La batalla de Medellín
El inicio de la guerra urbana

La intervención militar ordenada por el presidente Álvaro Uribe en la populosa Comuna 13, en Medellín, es una clara muestra de que la guerra entre el Estado y la guerrilla ha devenido en guerra civil, sin la menor consideración ética y humanitaria.

León Valencia Desde Bogotá / BRECHA

Las imágenes son espantosas: niños y adultos heridos, rostros aterrorizados, gente que huye de sus casas, combatientes que mueren, disparos de todos lados, helicópteros ametrallando y tanques que avanzan estremeciendo el suelo. Es la Comuna 13, en el occidente de la ciudad, un espacio de 19 barrios con 130 mil habitantes.
Pero son más espantosas aun las cifras que hacen la historia del conflicto de Medellín. En 20 años la ciudad ha vivido tres guerras sucesivas: la de las milicias de los años ochenta, la del narcotráfico y sus sicarios a finales de esa década y a principios de los noventa, y ahora la guerra que articula a todos, paramilitares, guerrilla, narcotráfico y delincuencia.

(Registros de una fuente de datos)

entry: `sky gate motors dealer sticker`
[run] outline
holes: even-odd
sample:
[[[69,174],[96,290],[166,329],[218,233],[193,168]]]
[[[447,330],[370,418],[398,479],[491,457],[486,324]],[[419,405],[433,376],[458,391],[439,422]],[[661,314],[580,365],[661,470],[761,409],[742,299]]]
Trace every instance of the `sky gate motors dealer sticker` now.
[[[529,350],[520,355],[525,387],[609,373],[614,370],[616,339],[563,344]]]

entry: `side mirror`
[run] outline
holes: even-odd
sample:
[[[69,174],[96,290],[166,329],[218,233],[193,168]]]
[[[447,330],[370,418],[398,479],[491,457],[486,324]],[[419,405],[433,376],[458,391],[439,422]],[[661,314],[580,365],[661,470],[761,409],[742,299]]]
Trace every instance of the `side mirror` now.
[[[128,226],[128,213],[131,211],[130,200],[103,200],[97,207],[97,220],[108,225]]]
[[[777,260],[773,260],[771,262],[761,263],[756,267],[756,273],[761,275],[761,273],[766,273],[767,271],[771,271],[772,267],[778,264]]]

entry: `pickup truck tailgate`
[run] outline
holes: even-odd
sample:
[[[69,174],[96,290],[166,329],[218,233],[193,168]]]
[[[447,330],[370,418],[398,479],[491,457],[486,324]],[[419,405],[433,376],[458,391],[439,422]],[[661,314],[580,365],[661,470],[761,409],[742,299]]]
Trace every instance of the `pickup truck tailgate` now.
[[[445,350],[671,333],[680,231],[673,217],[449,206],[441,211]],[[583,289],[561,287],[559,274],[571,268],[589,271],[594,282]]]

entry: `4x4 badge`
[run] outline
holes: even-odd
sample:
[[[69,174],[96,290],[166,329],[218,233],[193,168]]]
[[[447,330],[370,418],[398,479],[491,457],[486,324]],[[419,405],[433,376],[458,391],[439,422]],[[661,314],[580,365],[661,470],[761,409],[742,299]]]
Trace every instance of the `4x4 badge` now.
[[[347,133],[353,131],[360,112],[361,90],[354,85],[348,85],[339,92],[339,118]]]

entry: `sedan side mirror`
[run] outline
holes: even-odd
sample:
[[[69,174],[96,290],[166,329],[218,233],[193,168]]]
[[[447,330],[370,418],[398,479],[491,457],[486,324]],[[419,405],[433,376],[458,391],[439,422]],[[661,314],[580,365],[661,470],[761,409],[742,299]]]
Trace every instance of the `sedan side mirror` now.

■ OBJETIVO DE LA TAREA:
Continúa el artículo sobre la guerra en la Comuna 13 de Medellín desde el punto en que termina. Los registros son un material aparte del texto.

■ RESPUESTA:
En 20 años han muerto más de 40 mil jóvenes. La ciudad ha tenido momentos, como en los años 1991-92, en los que la tasa de homicidios era de 440 por cada 100 mil habitantes. Ahora se sitúa en 220 con tendencia a crecer, mientras, por poner un ejemplo, Bogotá tiene 36 por cada cien mil habitantes. Los organismos de seguridad han reconocido que en la ciudad operan cerca de 400 bandas que incluyen a más de 10 mil jóvenes y que el 70 por ciento de los barrios está tomado por los paramilitares del Bloque Metro de las Autodefensas, y al lado de esta fuerza y disputándole el control están el eln, las farc y otros grupos. Cuando no hay guerra abierta hay calma chicha.
IMÁGENES E INDIFERENCIA. Es una ciudad de dos millones de habitantes y se ve bonita, muy bonita, con un río que la atraviesa y en el cual aspiran a volver a pescar los de Medellín, con su metro y sus casas y edificios de ladrillo de barro colorado; pero hay 45 asentamientos de desplazados que han llegado en todos estos años y ya suman 100 mil, y además los desplazados intraurbanos que se mueven de un lugar a otro de la ciudad, deambulando, dejando las viviendas abandonadas por los tiroteos y las muertes diarias.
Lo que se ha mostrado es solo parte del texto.